Working from the line that contains "Note: indicate every instance of the large" down to the last line below, repeat each line exactly.

-- Supplied data start --

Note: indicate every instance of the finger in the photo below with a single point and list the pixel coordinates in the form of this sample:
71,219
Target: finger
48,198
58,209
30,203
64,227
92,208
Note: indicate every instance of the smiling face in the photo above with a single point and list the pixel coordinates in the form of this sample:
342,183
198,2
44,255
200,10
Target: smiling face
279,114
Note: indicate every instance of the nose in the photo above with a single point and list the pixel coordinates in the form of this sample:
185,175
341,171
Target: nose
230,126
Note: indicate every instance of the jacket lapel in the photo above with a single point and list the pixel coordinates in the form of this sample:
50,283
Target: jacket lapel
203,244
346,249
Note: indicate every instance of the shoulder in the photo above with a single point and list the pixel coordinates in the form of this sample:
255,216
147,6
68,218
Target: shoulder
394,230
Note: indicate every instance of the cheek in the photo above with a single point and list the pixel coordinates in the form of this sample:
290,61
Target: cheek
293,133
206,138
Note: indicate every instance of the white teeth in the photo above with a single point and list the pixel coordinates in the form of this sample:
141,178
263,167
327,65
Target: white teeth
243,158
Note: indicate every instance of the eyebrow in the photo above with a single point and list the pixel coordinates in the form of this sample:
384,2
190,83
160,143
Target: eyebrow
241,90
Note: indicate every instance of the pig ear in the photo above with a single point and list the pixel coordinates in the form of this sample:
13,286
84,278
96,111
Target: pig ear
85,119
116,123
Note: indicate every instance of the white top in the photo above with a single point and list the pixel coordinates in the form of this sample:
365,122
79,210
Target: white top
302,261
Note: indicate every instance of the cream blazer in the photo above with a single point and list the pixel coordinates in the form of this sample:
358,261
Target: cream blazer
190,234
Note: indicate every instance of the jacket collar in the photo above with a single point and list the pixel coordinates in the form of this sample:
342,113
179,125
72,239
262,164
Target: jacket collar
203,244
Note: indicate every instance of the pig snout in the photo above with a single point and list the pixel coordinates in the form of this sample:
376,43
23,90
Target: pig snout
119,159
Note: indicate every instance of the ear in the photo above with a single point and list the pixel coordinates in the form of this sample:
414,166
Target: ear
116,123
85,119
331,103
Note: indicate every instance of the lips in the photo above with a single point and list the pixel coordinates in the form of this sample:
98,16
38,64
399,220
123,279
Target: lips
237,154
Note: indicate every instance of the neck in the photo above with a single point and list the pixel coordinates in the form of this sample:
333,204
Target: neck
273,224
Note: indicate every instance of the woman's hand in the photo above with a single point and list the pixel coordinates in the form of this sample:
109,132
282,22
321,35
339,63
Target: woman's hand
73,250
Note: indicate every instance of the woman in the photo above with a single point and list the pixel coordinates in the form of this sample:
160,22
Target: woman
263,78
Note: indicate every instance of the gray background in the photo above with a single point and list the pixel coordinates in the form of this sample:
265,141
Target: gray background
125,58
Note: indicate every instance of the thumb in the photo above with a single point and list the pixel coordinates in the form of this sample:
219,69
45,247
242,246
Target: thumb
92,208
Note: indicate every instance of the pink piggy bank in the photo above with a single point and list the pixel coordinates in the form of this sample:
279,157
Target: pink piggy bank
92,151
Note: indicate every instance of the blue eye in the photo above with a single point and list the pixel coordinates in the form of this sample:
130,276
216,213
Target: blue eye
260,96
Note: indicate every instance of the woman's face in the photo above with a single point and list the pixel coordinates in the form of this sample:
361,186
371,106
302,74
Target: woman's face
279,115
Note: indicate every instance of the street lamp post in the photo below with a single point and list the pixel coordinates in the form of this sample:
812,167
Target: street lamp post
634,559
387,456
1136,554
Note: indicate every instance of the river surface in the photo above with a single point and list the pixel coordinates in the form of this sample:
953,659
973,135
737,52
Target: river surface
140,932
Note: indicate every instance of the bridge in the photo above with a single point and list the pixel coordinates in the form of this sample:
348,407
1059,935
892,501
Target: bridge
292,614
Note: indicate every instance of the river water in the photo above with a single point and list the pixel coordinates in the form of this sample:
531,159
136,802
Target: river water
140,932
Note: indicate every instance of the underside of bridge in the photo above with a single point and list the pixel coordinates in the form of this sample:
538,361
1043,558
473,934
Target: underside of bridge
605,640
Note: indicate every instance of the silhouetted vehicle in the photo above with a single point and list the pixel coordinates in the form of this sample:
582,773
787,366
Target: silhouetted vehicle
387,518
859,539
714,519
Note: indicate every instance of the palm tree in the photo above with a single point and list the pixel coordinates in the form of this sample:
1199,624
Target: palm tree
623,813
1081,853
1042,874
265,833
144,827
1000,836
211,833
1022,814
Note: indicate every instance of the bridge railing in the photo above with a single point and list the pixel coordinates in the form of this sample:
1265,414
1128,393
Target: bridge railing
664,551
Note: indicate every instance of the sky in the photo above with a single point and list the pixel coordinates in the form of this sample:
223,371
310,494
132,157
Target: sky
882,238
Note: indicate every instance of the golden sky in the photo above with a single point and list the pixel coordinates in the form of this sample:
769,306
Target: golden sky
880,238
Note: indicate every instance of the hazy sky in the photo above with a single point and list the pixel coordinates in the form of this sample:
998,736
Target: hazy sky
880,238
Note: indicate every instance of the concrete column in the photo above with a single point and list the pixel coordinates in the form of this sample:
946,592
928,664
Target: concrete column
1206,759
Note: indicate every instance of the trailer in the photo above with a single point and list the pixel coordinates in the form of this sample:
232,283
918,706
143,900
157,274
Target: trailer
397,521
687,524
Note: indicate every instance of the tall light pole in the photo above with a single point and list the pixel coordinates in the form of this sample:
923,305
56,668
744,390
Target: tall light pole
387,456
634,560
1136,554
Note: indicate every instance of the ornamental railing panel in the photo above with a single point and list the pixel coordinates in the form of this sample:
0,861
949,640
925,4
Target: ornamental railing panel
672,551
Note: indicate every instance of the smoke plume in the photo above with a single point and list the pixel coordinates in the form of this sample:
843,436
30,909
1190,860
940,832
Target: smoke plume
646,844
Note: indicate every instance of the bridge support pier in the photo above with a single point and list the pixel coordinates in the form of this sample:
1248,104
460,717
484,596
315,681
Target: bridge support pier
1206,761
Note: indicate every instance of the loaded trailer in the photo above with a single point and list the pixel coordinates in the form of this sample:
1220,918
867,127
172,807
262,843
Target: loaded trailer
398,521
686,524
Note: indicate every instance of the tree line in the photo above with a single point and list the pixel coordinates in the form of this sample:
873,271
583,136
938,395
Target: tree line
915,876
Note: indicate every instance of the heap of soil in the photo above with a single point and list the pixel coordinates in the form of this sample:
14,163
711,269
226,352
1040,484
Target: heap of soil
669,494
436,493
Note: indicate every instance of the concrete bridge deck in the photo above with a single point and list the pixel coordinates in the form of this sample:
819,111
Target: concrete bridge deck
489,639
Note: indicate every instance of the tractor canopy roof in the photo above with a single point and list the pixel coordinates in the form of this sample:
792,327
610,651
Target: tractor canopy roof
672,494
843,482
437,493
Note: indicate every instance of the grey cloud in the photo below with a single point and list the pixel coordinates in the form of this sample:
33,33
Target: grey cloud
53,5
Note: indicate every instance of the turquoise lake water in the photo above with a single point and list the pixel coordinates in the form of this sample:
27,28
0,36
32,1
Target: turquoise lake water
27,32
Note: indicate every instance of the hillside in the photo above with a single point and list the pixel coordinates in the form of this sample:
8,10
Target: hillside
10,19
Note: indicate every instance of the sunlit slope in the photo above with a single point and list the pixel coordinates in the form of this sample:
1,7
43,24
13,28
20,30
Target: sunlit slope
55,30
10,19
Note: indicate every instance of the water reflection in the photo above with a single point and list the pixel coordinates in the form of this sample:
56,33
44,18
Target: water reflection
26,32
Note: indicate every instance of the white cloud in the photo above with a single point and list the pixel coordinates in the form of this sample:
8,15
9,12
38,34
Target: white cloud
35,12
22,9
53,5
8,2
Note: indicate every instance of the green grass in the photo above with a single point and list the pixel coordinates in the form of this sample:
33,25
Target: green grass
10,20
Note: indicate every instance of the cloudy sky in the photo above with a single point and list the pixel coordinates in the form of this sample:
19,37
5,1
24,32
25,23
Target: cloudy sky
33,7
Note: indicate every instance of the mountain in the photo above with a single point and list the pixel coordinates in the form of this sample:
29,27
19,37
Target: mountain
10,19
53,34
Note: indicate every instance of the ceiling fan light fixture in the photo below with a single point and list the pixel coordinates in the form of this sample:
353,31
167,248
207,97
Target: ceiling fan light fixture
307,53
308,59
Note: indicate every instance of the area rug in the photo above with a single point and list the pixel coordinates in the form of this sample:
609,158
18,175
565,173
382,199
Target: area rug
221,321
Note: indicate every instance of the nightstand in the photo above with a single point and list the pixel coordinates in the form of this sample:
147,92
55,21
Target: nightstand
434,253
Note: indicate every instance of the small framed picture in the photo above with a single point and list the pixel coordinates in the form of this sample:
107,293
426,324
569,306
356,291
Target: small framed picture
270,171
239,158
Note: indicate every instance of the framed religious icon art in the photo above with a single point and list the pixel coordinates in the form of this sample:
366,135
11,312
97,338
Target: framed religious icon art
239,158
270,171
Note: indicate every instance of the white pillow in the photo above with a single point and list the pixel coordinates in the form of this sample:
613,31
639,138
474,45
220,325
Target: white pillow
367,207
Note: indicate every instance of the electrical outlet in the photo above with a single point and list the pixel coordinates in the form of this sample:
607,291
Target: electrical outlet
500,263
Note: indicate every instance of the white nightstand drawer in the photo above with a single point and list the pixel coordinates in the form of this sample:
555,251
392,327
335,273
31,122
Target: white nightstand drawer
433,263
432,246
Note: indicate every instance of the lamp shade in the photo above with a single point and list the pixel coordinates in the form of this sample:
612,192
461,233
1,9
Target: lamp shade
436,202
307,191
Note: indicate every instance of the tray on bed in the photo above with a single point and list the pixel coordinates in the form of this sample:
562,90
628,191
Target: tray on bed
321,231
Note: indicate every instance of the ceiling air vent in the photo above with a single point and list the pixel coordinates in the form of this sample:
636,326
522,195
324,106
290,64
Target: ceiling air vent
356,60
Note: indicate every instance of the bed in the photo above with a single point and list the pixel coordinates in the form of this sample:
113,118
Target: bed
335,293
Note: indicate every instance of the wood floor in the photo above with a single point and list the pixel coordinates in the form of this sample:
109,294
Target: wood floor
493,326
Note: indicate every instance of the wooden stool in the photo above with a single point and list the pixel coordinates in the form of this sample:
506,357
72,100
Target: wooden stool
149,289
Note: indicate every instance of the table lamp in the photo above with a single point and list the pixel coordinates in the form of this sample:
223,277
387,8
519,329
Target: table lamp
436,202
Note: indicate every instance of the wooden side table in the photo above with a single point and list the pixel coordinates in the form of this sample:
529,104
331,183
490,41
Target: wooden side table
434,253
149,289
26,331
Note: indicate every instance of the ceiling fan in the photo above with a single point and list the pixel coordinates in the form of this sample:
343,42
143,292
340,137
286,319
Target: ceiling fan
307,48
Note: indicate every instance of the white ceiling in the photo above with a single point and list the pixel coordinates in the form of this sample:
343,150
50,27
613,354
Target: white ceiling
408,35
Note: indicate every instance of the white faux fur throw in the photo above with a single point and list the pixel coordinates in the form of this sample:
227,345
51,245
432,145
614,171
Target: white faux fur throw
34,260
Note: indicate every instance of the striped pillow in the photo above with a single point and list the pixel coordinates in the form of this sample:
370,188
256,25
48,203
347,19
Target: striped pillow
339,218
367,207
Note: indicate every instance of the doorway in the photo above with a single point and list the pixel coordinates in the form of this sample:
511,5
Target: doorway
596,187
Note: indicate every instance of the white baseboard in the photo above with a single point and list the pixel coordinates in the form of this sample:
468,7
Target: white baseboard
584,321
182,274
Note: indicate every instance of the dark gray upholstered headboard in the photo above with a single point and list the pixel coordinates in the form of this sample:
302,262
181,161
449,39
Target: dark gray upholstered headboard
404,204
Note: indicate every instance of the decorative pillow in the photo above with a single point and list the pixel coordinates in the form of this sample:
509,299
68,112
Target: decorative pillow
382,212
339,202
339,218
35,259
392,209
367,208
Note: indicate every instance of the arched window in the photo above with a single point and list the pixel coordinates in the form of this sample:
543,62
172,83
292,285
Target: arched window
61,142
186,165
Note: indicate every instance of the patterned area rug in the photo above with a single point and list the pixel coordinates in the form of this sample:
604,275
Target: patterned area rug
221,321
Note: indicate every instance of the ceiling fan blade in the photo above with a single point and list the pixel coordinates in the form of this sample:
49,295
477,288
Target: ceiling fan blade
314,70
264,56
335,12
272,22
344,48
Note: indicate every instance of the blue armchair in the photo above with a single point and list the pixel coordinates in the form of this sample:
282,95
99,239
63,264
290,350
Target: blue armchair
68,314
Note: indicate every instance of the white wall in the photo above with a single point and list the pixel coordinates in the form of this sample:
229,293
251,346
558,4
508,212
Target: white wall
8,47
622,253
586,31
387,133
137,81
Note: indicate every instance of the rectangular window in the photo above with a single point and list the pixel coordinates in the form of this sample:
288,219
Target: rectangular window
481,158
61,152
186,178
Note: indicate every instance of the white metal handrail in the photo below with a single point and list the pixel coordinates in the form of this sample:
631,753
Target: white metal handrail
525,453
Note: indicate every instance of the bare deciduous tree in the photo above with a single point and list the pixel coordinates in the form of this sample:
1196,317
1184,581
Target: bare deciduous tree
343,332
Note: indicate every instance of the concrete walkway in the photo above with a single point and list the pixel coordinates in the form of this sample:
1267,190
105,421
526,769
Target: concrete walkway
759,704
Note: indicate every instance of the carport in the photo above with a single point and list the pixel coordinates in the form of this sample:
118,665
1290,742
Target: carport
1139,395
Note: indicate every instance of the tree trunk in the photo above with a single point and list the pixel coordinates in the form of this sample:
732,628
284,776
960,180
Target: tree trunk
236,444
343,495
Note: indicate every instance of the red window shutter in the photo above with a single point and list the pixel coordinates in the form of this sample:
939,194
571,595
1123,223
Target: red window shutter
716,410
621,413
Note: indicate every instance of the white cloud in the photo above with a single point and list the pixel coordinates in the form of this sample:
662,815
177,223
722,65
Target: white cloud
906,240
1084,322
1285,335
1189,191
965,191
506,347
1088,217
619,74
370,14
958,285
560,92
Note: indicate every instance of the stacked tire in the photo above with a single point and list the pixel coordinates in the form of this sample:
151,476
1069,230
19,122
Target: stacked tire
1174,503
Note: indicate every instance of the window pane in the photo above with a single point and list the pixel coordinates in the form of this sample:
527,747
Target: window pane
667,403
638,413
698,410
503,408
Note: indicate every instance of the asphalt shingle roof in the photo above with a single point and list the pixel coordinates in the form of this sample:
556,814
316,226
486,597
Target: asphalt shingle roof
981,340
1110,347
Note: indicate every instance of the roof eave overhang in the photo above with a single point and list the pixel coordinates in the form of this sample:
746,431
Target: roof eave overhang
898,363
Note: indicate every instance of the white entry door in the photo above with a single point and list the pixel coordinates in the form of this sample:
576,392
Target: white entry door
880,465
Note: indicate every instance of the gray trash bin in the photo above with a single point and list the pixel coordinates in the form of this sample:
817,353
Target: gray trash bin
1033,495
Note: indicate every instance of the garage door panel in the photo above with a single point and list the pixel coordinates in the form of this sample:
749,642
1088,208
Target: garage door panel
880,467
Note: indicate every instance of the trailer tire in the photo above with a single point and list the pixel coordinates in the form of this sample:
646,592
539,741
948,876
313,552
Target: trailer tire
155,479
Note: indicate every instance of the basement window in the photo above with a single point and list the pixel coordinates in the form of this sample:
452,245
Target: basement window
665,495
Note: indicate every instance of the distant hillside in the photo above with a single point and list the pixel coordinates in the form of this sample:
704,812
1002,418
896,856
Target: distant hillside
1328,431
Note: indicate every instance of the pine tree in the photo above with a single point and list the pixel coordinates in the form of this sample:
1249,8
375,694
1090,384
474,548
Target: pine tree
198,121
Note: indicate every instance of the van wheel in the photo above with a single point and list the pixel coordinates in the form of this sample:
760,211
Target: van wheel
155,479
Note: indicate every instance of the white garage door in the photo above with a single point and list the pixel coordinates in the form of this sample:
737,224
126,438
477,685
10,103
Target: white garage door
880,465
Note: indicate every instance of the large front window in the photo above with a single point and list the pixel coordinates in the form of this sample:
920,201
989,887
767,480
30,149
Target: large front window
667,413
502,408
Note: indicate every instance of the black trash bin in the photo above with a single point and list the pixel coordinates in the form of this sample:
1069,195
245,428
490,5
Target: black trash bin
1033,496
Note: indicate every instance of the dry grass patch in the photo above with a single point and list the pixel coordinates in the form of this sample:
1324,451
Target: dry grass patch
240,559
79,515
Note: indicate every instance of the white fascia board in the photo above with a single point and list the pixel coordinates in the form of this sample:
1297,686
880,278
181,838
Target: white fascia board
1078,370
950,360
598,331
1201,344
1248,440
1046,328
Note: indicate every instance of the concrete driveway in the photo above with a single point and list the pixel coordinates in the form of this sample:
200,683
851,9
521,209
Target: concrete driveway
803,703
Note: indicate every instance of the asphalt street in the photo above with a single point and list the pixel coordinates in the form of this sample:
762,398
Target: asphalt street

-- Supplied data end --

Solved exercise:
Note: indicate every instance of the large front window in the photo above with a single point and list the pixel coordinates in the form of this sample:
920,201
989,887
767,480
30,149
Target: large front window
667,413
502,408
Note: indicate every instance of the black trash bin in the photo above with a single point and list the pixel coordinates in the form of this sample:
1069,195
245,428
490,5
Target: black trash bin
1033,496
Note: indicate every instance of the dry grass patch in the photo above with a single point and list the pixel coordinates in the form of this sample:
1324,451
Target: dry grass patch
240,559
79,515
Note: indicate every instance of the white fascia board in the photo above with a single point and list the pixel coordinates in the form of this sample:
1297,686
880,278
181,838
Target: white fascia board
1078,370
950,360
598,331
1201,344
1248,440
1046,328
Note: indicate every instance of the concrete driveway in the photo above with a single point and list the pixel coordinates in the form of this sample:
200,683
851,9
521,209
Target: concrete driveway
803,703
Note: indicate every instance of the asphalt street in the photo above with a single point and list the pixel coordinates in the form of this sample:
762,398
Target: asphalt street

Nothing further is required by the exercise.